■ Exercise
Please translate this sentence from the essay below on childhood memories of assassinations into Spanish: "Television news played the clip so frequently that it began playing on an endless loop in my head, too."

On the 50th anniversary of the assassination of President Kennedy, I happen to be staying at the Washington Hilton – the hotel in front of which President Reagan was not assassinated 32 and a half years ago.
Don DeLillo called the Kennedy assassination, “The seven seconds that broke the back of the American century.” But I had not yet been born on November 22, 1963.
The murders and attempted murders that color my childhood are John Lennon (killed December 1980), Reagan (shot in March 1981), the Pope (shot in May 1981), and Anwar Sadat (killed October 1981). I saved the issues of Newsweek magazine that covered each event. The cover for the Pope issue featured a black-and-white photo, moments after the assassination attempt. The caption, in bright letters, was: “Again.”
Kennedy’s assassination reached me via popular culture, in collections of Life magazine photographs, or the Kinks’ “Give the People What They Want” (1981), which includes the line: “When Oswald shot Kennedy, he was insane / But still we watch the re-runs again and again. / We all sit there glued while the killer takes aim…. / ‘Hey, mom! There goes a piece of the president’s brain!’”
That last line neatly encapsulates my 11-year-old self’s experience of the Reagan assassination attempt. Television news played the clip so frequently that it began playing on an endless loop in my head, too. My friends and I began re-enacting the event on the playground. The person playing Reagan would wave, and then duck into an imaginary car, pushed by the person portraying a Secret Service agent. The person acting the role of Press Secretary James Brady (shot in the head), would fall to the ground. The person playing DC policeman Thomas Delahanty (shot in the neck) would fall forward.
Yes, we were aware on some level that our recess re-enactments of the Reagan assassination attempt were not “appropriate.” These were real people, wounded by real bullets. It was not something that we should be play-acting for fun.
So, why did we do it? Play is a way of understanding the world. Though horrific, the event was also so unreal (televised, rewound, repeated) that our improvised absurdist performances helped us make it real for ourselves. We were not merely making light of the darkness (though we were doing that, too); rather, our silliness was a way of understanding the seriousness.
My reaction to the murder of John Lennon was, I think, much closer to how people responded to President Kennedy’s murder. Neither of these were televised murders. (Jack Ruby’s murder of Lee Harvey Oswald happened on live TV, but the Zapruder film was not broadcast until the 1970s. While Lennon’s and Kennedy’s murder were both covered on TV, there was at the time no footage of the murders themselves.) The absence of the televisual made me feel Lennon’s murder more personally, more deeply –Â as did the fact that I was a fan of the Beatles. That was truly sad. The Reagan assassination attempt felt more surreal.

■ Data listing

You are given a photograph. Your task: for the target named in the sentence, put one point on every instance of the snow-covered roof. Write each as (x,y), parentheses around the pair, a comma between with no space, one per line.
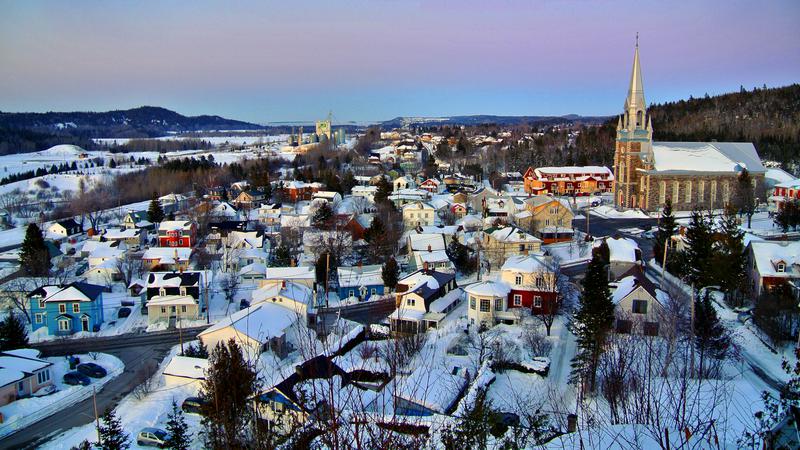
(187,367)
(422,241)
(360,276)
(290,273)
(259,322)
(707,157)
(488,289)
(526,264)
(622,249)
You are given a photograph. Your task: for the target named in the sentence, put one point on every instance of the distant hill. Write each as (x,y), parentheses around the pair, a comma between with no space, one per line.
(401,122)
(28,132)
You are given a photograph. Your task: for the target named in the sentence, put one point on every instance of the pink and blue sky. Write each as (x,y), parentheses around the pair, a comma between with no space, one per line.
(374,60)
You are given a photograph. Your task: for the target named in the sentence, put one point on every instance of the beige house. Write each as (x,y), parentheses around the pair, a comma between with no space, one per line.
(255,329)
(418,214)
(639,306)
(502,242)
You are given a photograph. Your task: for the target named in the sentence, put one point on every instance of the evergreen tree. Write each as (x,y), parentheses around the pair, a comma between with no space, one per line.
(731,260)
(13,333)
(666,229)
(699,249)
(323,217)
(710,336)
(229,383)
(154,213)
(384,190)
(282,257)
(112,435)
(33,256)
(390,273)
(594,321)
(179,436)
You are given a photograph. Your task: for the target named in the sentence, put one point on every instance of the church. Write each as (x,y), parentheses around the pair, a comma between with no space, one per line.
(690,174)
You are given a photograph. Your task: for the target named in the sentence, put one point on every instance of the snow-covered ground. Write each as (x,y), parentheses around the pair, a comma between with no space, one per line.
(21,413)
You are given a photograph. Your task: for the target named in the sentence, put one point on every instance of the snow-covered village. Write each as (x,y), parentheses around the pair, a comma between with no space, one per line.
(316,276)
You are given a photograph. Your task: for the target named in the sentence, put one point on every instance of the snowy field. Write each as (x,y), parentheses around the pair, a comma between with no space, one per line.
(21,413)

---

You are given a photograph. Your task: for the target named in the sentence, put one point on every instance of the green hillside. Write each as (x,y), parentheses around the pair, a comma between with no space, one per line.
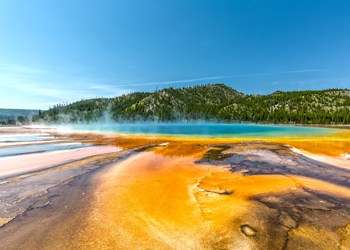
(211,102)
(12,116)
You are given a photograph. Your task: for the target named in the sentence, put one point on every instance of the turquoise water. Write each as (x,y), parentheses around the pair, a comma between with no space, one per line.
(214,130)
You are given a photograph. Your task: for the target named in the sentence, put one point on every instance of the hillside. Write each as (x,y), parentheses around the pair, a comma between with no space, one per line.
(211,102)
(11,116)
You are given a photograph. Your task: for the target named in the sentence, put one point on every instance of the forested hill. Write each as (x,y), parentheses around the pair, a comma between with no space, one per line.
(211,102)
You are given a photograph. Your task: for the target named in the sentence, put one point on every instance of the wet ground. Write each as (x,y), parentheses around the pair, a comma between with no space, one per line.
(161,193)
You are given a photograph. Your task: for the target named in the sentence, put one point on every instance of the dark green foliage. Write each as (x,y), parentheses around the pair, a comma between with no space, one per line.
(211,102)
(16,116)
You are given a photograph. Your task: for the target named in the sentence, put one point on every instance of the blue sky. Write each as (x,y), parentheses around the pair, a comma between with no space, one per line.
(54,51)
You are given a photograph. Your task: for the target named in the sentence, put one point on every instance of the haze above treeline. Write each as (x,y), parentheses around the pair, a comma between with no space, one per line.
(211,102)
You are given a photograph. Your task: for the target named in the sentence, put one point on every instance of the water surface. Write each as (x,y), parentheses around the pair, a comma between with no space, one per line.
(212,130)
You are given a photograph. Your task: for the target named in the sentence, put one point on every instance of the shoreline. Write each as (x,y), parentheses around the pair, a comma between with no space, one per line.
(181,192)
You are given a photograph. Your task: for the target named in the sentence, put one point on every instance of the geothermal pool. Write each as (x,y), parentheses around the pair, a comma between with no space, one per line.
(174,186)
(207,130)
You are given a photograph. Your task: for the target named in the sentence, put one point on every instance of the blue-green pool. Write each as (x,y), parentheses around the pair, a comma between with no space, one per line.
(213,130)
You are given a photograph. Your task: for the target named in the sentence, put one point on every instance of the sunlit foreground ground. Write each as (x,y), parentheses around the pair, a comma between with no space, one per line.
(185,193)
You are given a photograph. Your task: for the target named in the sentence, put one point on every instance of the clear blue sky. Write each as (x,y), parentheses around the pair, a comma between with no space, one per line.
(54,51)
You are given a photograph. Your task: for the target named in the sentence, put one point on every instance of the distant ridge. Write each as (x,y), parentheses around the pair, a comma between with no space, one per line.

■ Solution to the exercise
Los noticieros de televisión pasaban el clip con tanta frecuencia que también empezó a reproducirse en un bucle infinito en mi cabeza.